China’s Old Wounds Reopen: Hong Kong and Taiwan


China, quite reasonably aspiring to becoming a global player, still has (as well as all the other countries) certain internal problems which its main geopolitical opponent, i.e. the US, is trying to use to its own benefit.
Among the problems of this sort, two long-standing ones have resurfaced yet again over the recent months. Namely, Washington’s renewed attempts to play the Taiwan card in the relations with Beijing and (yet again) to exacerbate the situation in Hong Kong.
However, when one applies the term internal regarding the two aforementioned problems one has to provide certain reservations and explanations. As for Taiwan, these reservations will be rather ponderable, while the presence of external (in relation to the People’s Republic of China) factors in the Hong Kong perspective can be considered something of minor importance.
In Hong Kong’s case, such presence is mainly caused by the Joint Declaration adopted by the governments of the People’s Republic of China and the United Kingdom in December 1984, ratified six months later by the parliaments of both countries and registered among the UN international law documents. It was in compliance with this document that, in 1997, China restored the control over Hong Kong which from this time onward has faced a 50-year transition period during which it has enjoyed a wide range of rights of its own.
The very existence of the Joint Declaration and a number of the provisions stated therein (especially in Paragraph 3.5) gives London a reason to express certain opinions on this or that action of Beijing concerning Hong Kong. In particular, certain reports on the developments in this territory are issued once in a while.
####################
■ **Stated goal a**
Copy the entries word for word, starting at the line containing "Can you find the cobblestone" and running through the end of the entries, both ends included. Leave the pictures out of your answer.

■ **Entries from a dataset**
####################
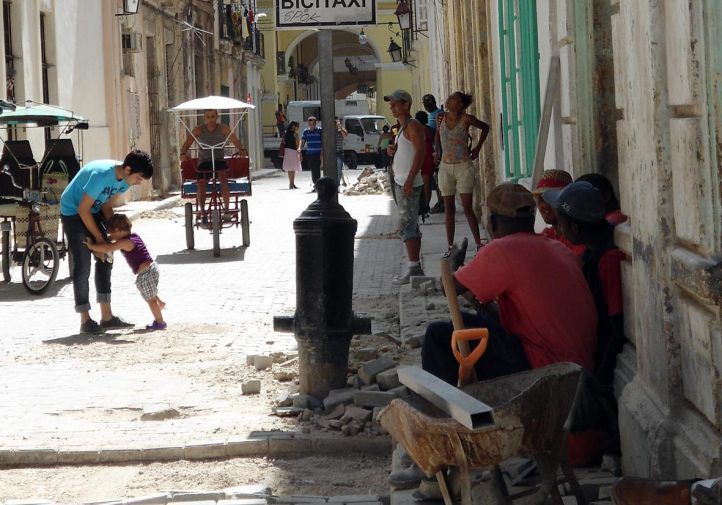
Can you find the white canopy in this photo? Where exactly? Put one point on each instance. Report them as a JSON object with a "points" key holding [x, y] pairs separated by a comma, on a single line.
{"points": [[213, 102]]}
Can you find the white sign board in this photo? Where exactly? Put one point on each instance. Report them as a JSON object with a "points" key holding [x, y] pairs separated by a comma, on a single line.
{"points": [[319, 13]]}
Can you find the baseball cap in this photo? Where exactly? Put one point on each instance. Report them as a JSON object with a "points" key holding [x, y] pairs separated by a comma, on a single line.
{"points": [[552, 179], [511, 200], [580, 200], [399, 95]]}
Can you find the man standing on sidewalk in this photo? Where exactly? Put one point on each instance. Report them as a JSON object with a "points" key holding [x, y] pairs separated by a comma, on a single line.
{"points": [[311, 139], [85, 206], [408, 154]]}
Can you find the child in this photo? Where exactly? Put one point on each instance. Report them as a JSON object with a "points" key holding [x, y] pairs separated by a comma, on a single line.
{"points": [[139, 260]]}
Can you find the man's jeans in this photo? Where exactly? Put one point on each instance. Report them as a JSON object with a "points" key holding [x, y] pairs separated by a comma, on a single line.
{"points": [[504, 353], [76, 233], [314, 163], [339, 168]]}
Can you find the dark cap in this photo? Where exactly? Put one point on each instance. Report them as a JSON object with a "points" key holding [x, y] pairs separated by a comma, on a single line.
{"points": [[399, 95], [511, 200], [580, 200]]}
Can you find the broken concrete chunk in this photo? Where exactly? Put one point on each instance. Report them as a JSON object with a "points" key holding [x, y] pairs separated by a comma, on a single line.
{"points": [[262, 362], [338, 397], [388, 379], [159, 413], [353, 413], [303, 401], [251, 387], [370, 370], [366, 354], [373, 398]]}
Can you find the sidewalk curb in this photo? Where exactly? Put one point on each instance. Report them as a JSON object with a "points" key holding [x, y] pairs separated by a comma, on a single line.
{"points": [[272, 444]]}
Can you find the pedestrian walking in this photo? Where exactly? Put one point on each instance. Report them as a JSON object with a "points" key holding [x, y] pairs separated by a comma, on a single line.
{"points": [[140, 262], [341, 134], [408, 154], [456, 173], [85, 207], [292, 153], [312, 141]]}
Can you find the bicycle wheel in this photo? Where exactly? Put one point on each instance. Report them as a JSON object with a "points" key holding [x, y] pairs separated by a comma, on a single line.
{"points": [[216, 224], [40, 266], [6, 255], [190, 239], [245, 224]]}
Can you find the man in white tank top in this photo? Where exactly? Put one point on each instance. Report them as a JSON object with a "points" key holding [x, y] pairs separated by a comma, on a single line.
{"points": [[408, 157]]}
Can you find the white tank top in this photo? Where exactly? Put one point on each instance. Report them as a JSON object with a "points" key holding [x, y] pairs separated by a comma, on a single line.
{"points": [[403, 159]]}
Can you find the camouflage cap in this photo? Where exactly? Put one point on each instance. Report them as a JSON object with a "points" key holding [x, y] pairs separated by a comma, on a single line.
{"points": [[511, 200]]}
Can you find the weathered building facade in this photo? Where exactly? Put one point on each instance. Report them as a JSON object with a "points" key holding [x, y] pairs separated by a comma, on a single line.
{"points": [[639, 98]]}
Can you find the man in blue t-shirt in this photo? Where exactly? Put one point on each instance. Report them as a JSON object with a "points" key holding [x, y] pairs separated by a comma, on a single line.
{"points": [[85, 205], [311, 139]]}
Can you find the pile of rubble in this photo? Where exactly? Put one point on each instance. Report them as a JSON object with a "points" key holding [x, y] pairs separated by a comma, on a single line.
{"points": [[351, 410], [370, 182]]}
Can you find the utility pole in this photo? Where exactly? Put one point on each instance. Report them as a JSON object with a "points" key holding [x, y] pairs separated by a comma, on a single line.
{"points": [[328, 103]]}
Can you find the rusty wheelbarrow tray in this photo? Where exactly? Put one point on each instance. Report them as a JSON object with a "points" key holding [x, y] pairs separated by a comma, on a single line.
{"points": [[530, 413]]}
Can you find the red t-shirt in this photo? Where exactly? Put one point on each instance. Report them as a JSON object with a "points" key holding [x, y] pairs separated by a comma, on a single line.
{"points": [[543, 297], [576, 249]]}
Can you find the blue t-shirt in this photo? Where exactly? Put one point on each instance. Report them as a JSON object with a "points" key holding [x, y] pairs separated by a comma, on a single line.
{"points": [[98, 180], [313, 141], [432, 118]]}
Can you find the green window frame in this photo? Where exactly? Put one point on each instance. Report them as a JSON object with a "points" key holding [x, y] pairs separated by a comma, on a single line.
{"points": [[521, 103]]}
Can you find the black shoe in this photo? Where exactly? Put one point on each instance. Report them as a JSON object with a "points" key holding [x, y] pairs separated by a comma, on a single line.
{"points": [[115, 323], [90, 327]]}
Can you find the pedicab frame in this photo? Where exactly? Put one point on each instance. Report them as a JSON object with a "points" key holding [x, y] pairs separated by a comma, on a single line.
{"points": [[239, 173]]}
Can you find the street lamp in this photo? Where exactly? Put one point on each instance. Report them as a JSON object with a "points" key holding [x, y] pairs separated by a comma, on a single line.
{"points": [[403, 13], [395, 51]]}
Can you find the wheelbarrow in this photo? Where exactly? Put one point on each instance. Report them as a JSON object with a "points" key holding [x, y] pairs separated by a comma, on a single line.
{"points": [[530, 412]]}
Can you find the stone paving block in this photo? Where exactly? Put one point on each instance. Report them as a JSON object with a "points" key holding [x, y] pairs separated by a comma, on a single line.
{"points": [[162, 454], [388, 379], [31, 457], [205, 451], [337, 397], [373, 398], [78, 457], [236, 448], [356, 498], [370, 370], [120, 455], [155, 499], [251, 387]]}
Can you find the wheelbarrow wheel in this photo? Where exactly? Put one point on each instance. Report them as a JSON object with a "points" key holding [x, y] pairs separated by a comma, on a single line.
{"points": [[216, 225], [40, 266], [190, 239], [245, 224], [6, 255]]}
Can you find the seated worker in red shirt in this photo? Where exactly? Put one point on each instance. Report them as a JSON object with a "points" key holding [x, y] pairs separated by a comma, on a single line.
{"points": [[546, 311], [553, 179], [581, 211]]}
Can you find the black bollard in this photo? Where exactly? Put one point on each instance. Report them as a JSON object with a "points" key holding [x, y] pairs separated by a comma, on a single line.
{"points": [[324, 322]]}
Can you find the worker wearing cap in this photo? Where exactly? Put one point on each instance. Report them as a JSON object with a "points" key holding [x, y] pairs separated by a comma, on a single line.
{"points": [[546, 312], [408, 158]]}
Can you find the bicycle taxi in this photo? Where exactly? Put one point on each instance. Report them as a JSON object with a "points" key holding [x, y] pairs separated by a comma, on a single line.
{"points": [[239, 176], [30, 192]]}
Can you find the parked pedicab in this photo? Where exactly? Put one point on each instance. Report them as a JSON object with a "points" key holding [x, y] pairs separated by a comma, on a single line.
{"points": [[30, 192], [239, 176]]}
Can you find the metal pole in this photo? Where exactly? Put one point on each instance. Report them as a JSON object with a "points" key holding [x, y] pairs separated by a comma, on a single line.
{"points": [[328, 102]]}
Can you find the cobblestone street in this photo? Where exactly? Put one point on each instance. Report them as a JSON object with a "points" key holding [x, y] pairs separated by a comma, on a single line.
{"points": [[63, 392]]}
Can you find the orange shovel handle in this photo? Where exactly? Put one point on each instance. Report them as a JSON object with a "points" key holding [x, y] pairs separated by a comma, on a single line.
{"points": [[466, 363]]}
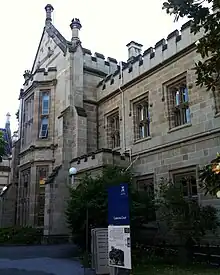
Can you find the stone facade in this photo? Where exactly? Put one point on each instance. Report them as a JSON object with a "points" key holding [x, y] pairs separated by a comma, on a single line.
{"points": [[81, 110]]}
####################
■ **Stated goal b**
Rewrite the part of the piece on Hong Kong and Taiwan between "China, quite reasonably" and "its own benefit.", inclusive, replacing "geopolitical opponent" with "strategic rival".

■ **Exercise result a**
Can you find the cobblestone street in this photo? Where exactly? Put one point on each instance. Report them as a JSON object with a "points" key holding [x, y] pairs separated by a comma, on a single line.
{"points": [[63, 392]]}
Can you find the orange shovel handle in this photo? Where exactly? Put one point on each instance. Report them as a JSON object with a "points" key holding [x, y] pairs separated by a comma, on a single line.
{"points": [[466, 363]]}
Can you find the stone facade in this photo? Where exactly? Put one point on each instance. Report them as a JSON object with a "points" key holding [x, y] pairs separated by a comma, on a single line.
{"points": [[81, 110]]}

■ **Exercise result b**
China, quite reasonably aspiring to becoming a global player, still has (as well as all the other countries) certain internal problems which its main strategic rival, i.e. the US, is trying to use to its own benefit.